-- Start INFORMATION SHOWN --

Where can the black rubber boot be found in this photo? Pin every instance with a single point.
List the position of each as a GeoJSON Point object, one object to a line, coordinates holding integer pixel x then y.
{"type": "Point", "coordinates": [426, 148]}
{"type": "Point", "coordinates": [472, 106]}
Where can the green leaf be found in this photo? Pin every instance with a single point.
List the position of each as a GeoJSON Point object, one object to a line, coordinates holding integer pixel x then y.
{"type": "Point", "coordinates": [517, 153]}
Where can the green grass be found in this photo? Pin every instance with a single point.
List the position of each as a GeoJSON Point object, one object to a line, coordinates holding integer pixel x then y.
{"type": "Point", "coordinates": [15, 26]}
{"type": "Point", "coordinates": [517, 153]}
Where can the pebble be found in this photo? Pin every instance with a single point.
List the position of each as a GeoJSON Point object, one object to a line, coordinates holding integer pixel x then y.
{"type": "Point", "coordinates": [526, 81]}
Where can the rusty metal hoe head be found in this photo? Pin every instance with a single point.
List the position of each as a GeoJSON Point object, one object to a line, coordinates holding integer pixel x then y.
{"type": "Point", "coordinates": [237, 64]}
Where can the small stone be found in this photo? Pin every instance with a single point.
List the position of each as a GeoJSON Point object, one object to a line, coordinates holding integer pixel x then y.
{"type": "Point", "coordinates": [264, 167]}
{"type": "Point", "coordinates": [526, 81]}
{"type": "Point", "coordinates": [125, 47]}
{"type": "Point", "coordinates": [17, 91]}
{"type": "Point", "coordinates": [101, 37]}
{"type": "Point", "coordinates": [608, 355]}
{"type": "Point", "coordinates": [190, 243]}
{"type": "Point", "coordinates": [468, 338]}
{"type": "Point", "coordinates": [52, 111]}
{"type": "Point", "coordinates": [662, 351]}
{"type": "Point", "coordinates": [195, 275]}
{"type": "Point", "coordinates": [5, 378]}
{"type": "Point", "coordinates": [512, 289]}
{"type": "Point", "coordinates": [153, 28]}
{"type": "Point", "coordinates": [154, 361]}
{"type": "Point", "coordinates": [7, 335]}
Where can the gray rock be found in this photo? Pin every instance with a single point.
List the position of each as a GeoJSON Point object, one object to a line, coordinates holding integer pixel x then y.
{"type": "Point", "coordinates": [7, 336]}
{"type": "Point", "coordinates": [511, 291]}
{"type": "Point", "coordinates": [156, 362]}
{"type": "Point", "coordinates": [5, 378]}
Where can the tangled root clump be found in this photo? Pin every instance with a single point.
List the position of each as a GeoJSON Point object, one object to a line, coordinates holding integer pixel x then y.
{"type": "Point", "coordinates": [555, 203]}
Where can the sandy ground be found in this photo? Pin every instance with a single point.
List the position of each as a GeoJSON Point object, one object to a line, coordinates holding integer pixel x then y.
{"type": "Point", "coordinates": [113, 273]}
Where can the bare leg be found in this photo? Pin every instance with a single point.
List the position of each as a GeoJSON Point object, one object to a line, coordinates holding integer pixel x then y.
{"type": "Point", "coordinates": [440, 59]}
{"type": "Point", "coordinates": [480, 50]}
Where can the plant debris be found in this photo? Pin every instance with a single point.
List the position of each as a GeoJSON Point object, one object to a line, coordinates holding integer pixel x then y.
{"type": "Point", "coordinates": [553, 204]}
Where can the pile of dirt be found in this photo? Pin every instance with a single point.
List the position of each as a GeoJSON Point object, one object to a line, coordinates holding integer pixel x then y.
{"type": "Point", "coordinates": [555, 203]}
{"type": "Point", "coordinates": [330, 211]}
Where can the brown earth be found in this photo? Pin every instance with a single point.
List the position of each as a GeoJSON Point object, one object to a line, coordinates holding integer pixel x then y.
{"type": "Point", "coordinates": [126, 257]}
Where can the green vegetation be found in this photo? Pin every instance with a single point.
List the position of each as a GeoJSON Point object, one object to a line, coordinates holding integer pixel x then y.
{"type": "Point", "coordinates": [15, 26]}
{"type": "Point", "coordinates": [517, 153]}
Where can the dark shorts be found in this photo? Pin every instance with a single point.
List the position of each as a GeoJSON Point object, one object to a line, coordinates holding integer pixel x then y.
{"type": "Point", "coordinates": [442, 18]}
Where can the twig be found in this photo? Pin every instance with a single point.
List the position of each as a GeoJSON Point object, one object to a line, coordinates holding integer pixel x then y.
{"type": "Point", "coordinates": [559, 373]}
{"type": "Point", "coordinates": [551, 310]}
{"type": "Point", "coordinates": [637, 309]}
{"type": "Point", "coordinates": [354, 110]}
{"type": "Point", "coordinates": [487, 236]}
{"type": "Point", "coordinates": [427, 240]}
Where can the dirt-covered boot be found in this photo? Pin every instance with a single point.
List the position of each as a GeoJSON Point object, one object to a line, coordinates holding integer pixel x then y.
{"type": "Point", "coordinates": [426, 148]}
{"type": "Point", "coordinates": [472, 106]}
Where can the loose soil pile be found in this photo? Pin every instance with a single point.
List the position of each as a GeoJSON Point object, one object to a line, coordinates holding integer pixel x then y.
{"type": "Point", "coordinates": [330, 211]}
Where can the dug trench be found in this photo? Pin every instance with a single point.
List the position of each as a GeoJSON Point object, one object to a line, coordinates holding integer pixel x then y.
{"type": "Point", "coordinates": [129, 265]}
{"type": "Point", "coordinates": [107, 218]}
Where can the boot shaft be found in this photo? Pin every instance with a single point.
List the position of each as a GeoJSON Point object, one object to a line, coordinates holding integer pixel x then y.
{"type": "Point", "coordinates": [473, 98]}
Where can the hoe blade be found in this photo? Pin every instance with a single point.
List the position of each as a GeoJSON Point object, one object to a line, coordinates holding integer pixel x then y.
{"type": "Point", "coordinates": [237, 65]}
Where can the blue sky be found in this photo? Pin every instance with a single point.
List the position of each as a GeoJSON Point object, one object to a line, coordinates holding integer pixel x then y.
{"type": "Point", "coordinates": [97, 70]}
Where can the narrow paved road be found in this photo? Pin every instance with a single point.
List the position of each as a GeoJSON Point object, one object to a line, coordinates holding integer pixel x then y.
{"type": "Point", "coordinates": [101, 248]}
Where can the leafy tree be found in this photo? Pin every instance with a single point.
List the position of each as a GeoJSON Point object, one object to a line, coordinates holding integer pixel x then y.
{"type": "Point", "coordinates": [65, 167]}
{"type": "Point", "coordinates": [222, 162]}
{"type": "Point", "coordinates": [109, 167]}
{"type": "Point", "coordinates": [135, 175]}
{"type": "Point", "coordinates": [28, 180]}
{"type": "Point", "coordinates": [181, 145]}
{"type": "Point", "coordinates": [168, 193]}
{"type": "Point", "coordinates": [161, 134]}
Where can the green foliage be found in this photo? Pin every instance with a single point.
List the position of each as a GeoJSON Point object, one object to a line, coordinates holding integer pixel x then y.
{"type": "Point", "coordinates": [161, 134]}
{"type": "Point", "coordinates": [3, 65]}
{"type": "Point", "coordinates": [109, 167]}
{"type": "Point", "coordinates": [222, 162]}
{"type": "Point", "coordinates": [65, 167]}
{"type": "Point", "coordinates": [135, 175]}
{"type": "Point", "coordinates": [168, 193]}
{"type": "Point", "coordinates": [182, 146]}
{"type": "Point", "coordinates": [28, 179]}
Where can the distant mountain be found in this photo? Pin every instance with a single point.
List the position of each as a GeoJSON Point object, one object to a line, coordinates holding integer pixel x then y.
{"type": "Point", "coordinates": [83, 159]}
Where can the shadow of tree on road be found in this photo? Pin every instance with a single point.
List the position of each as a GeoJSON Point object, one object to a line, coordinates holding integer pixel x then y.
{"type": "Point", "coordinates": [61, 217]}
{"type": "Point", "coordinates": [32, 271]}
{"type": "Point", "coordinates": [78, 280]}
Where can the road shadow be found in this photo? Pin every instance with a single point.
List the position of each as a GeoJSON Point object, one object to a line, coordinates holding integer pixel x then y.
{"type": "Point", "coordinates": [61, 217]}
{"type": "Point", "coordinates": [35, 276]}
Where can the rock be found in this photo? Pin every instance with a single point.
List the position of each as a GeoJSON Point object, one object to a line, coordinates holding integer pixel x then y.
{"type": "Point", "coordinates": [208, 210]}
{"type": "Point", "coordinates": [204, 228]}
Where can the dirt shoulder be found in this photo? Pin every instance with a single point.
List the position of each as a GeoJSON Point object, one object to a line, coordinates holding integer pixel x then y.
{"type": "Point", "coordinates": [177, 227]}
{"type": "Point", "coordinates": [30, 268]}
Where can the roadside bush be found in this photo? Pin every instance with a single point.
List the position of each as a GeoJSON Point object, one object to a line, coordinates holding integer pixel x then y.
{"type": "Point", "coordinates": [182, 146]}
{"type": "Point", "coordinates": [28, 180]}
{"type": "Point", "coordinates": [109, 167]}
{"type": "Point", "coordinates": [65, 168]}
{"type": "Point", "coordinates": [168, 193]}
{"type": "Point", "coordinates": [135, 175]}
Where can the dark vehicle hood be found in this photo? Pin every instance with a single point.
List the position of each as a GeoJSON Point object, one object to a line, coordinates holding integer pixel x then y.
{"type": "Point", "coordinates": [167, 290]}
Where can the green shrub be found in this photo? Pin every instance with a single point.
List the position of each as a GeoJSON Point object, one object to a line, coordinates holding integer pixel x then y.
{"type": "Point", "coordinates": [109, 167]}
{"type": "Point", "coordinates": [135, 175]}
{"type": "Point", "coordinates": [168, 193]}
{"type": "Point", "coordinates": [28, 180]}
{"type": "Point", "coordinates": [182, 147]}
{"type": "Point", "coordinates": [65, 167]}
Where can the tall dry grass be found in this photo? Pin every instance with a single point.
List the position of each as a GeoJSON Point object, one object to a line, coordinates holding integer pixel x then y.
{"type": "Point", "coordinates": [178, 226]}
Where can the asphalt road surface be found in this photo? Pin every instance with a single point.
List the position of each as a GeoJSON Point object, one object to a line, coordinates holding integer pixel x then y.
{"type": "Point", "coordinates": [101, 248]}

-- End INFORMATION SHOWN --

# SHORT EXERCISE:
Return exactly, and only, the line containing "Where can the tall" and every line after it through the end of the material.

# ANSWER:
Where can the tall dry grass be found in this photo? Pin every instance with a single point.
List the position of each as a GeoJSON Point object, one object to a line, coordinates holding integer pixel x then y.
{"type": "Point", "coordinates": [178, 226]}
Where can the asphalt road surface be found in this photo? Pin every instance with a single point.
List the position of each as a GeoJSON Point object, one object to a line, coordinates holding integer pixel x then y.
{"type": "Point", "coordinates": [101, 248]}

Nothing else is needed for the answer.